__Task directions__:
Write out every entry exactly as it appears, omitting the pictures.

(Point-per-instance localization data)
:::::

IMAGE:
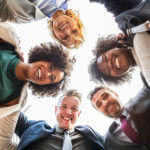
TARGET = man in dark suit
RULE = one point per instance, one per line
(40, 136)
(134, 115)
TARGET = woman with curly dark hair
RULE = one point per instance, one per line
(59, 59)
(113, 60)
(47, 71)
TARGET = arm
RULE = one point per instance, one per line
(22, 124)
(8, 34)
(7, 127)
(118, 6)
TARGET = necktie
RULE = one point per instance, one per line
(128, 130)
(67, 145)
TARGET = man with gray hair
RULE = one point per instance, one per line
(40, 136)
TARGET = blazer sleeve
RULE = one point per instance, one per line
(7, 127)
(22, 124)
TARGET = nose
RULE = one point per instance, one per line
(104, 103)
(49, 73)
(68, 111)
(110, 64)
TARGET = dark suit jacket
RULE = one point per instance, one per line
(139, 109)
(30, 131)
(135, 16)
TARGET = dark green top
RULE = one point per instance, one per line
(10, 86)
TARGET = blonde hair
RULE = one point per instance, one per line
(74, 15)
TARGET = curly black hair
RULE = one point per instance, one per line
(51, 53)
(104, 44)
(118, 6)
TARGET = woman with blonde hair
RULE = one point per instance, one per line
(65, 24)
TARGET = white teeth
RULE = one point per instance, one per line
(117, 63)
(67, 119)
(39, 73)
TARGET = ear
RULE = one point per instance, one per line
(79, 113)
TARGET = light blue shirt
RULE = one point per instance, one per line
(48, 7)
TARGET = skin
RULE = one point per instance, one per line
(65, 29)
(115, 62)
(67, 112)
(106, 102)
(40, 72)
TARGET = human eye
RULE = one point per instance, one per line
(105, 96)
(63, 107)
(51, 67)
(74, 31)
(74, 109)
(98, 104)
(52, 78)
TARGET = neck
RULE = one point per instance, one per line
(133, 62)
(21, 71)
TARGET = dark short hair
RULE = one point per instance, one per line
(51, 53)
(103, 45)
(73, 93)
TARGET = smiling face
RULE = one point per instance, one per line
(114, 62)
(66, 30)
(106, 101)
(67, 112)
(42, 73)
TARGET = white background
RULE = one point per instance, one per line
(97, 21)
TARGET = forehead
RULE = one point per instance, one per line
(69, 100)
(96, 96)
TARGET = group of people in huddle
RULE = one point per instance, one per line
(49, 68)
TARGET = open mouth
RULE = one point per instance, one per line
(67, 118)
(63, 26)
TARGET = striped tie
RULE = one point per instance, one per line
(67, 145)
(128, 130)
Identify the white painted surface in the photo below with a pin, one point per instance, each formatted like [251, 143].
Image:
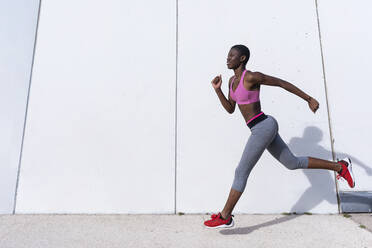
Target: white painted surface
[283, 39]
[347, 38]
[100, 131]
[18, 21]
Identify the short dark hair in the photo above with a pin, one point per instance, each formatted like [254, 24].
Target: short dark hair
[243, 50]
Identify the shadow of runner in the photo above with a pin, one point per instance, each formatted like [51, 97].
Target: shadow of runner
[249, 229]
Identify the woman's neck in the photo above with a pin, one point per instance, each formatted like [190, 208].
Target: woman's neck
[239, 71]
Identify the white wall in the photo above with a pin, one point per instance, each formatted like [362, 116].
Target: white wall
[101, 125]
[100, 130]
[283, 39]
[18, 21]
[346, 38]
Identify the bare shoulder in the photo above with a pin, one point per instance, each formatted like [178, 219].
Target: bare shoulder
[230, 80]
[254, 77]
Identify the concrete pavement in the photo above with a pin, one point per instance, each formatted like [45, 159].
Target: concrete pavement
[80, 231]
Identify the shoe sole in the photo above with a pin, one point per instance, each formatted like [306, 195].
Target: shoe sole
[350, 168]
[221, 226]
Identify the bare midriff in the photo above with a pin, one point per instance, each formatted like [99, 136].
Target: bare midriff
[250, 110]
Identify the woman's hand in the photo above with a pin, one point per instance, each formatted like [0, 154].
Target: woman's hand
[313, 104]
[217, 82]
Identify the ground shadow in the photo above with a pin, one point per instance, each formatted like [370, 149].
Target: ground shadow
[321, 187]
[249, 229]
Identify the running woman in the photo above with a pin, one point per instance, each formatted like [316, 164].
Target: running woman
[244, 89]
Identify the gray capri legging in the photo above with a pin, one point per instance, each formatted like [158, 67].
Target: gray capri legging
[265, 136]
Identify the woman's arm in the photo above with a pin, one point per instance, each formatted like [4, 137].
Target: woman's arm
[261, 78]
[229, 105]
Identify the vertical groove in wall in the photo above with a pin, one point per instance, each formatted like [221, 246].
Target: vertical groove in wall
[176, 108]
[328, 110]
[26, 110]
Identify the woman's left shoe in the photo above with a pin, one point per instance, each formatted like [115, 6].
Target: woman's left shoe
[347, 172]
[216, 221]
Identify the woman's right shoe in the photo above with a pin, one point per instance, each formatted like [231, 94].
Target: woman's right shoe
[346, 172]
[216, 221]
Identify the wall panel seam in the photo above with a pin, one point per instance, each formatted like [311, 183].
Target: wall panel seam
[176, 113]
[26, 110]
[327, 101]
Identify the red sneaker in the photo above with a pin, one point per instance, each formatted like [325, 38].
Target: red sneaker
[216, 221]
[347, 172]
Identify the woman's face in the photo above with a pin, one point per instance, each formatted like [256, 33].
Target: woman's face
[233, 59]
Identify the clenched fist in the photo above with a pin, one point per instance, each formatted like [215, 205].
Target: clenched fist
[217, 82]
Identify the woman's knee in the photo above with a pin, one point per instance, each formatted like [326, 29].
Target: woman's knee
[295, 163]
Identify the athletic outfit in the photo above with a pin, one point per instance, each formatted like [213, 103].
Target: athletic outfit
[264, 135]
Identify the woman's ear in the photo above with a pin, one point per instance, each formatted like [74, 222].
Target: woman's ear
[242, 58]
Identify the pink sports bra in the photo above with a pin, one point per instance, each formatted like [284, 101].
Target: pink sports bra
[243, 96]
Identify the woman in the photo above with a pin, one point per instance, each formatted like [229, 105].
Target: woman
[244, 89]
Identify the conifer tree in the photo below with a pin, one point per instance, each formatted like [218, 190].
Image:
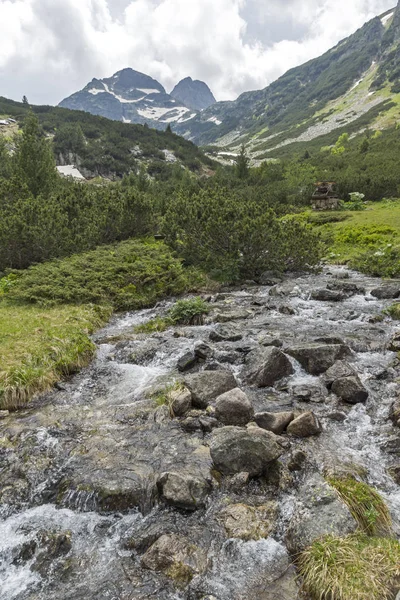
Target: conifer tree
[34, 161]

:::::

__Solution to this problem__:
IMAGE:
TARGET = man in dark suit
RULE = one point per instance, one per line
(40, 136)
(134, 115)
TARGET = woman with curly dark hair
RULE = one point per instance, one per line
(59, 59)
(113, 60)
(47, 71)
TARGET = arm
RULE = one point per instance, one per line
(22, 124)
(8, 34)
(7, 127)
(118, 6)
TARGET = necktie
RULE = one point per instance, one per line
(128, 130)
(67, 145)
TARGET = man with gray hair
RULE = one point per instance, one per line
(40, 136)
TARGET = blazer sleeve
RULE = one point per instance, one per line
(7, 127)
(22, 124)
TARGET = nose
RULE = one point per instance, one per line
(104, 103)
(49, 73)
(68, 111)
(110, 64)
TARGET = dark suit jacket
RULE = one point per instance, one per line
(139, 109)
(30, 131)
(135, 16)
TARGET = dark green top
RULE = one point per instance, one per line
(10, 86)
TARGET = blonde hair
RULE = one point per instance, one per line
(74, 15)
TARGET = curly black hair
RULE = one point per instance, one per line
(51, 53)
(104, 44)
(118, 6)
TARGET = woman with blonde hair
RULE = one point per instance, one per line
(65, 24)
TARGET = white teeth
RULE = one point per instance, one per line
(117, 63)
(67, 119)
(39, 73)
TARGET = ear
RULE = one point per instance, one per line
(79, 113)
TARGET = light blue shirt
RULE = one point per instance, one per line
(48, 7)
TARGET = skin
RULE = one point per instance, one per line
(65, 29)
(115, 62)
(67, 112)
(106, 102)
(40, 72)
TARGET = human eye
RULE = one point per instance, one per line
(105, 96)
(63, 107)
(51, 67)
(74, 31)
(74, 109)
(98, 104)
(52, 78)
TARGET = neck
RULE = one point per instance, one per line
(133, 62)
(21, 71)
TARGET = dark short hair
RULE = one point per instance, one per line
(51, 53)
(103, 45)
(73, 93)
TARGET = smiling face
RULE = one point per instance, one per line
(114, 62)
(66, 30)
(106, 101)
(67, 112)
(42, 73)
TARGET = white background
RULE = one point per instance, one per line
(97, 21)
TARGET = forehead
RULE = one point per instance, one per line
(69, 100)
(96, 96)
TARGET = group of people in huddle
RULE = one point per instance, one per line
(49, 68)
TARGET = open mouth
RULE = one point per instance, one per line
(67, 118)
(63, 26)
TARGET = striped tie
RULE = one point per instance, one per line
(67, 145)
(128, 130)
Identify the white painted surface in the photo below with a pin, one point per instance, each formatted like [251, 143].
Image:
Target: white painted surface
[283, 39]
[347, 38]
[100, 131]
[18, 21]
Identify the short dark hair in the photo above with a pin, one point per instance, each formatted like [254, 24].
Target: short dark hair
[243, 50]
Identify the shadow of runner in the photo above with a pin, one point per instance, each formatted like [51, 97].
Target: shadow of runner
[249, 229]
Identify the woman's neck in the photo above with a pin, one point per instance, each formatted like [190, 208].
Target: woman's neck
[239, 71]
Identify the white wall in the photo above with a pin, one point per instance, each formatted like [362, 116].
Target: white wall
[101, 125]
[100, 130]
[283, 39]
[18, 21]
[346, 38]
Identify the bare shoulder in the photo above with a pin, one point per instance, each formatted like [178, 219].
Target: bare shoulder
[230, 80]
[254, 77]
Identify the concrete pavement in the photo above with a pin, one point per instance, each formatted like [45, 159].
Target: concrete pavement
[80, 231]
Identify the shoe sole in the photo above with a pin, one point per instance, each formatted like [306, 195].
Target: shoe sole
[350, 168]
[221, 226]
Identify the bare midriff in the photo above with a pin, one point per instance, each formatted like [99, 136].
Target: bare midriff
[250, 110]
Identify the woman's hand in the photo above with a pin, one point per instance, each formatted like [0, 154].
Target: woman's hand
[313, 104]
[217, 82]
Identify the ground shadow in the photo above with a pin, one point per instance, each formatted like [370, 149].
Target: ground shadow
[321, 187]
[249, 229]
Identify the running woman in the photo above with a pin, one point per instance, each formatted like [316, 164].
Target: running woman
[244, 89]
Identify the gray capri legging in the photo above with a pin, one point per instance, each formatted like [158, 67].
Target: gray capri legging
[265, 136]
Identify the woman's arm in the photo above with a pin, one point per instance, each formatted like [4, 137].
Target: woman's arm
[261, 78]
[229, 105]
Identify the vertical groove in wall in the photo above with a pin, one point per instance, each formatted like [221, 246].
Target: vertical groove in wall
[176, 108]
[328, 110]
[26, 110]
Identify the woman's left shoe in the photo above with a pin, one point per instance, each formatted like [115, 6].
Target: woman's left shoe
[347, 172]
[216, 221]
Identify the woman's right shoe in the photo above with a pin, one point per instance, each formatted like [231, 94].
Target: woman's right shoe
[346, 172]
[216, 221]
Identify the wall panel seam in the photo above with a pin, one point per instance, each formatted like [311, 183].
Target: wall panel seam
[176, 113]
[26, 110]
[327, 101]
Identify the red sneaker in the photo above with a pin, one point per instance, each formatted like [325, 38].
Target: red sneaker
[216, 221]
[347, 172]
Identify the woman's face in the photo above with a pin, one point per instance, each formatted like [256, 33].
Target: woman's face
[233, 59]
Identify the clenched fist in the photo above with a pin, one point per instance, each formatted like [215, 205].
Target: clenched fist
[217, 82]
Identify the woman's knee in the photo above with a pin, one point per instance, each formatted like [326, 29].
Target: woman's knee
[295, 163]
Identify the athletic outfit in the photo above with a pin, one point per instance, each formatted like [213, 103].
Target: athletic outfit
[264, 135]
Identify the woman's ear in the photo above with a pin, one point per instance, each formatted like [74, 222].
Target: woman's ear
[242, 58]
Identify the pink sports bra in the photo above with a pin, one point per instance, each formatted like [284, 101].
Target: pink sports bra
[243, 96]
Identify the woman in the photo above with a pin, one point per instance, each formatted like [229, 105].
Target: woman
[244, 89]
Identify the conifer tree in the photo below with a pin, one point per instance, each formatted like [218, 190].
Image:
Target: conifer tree
[34, 161]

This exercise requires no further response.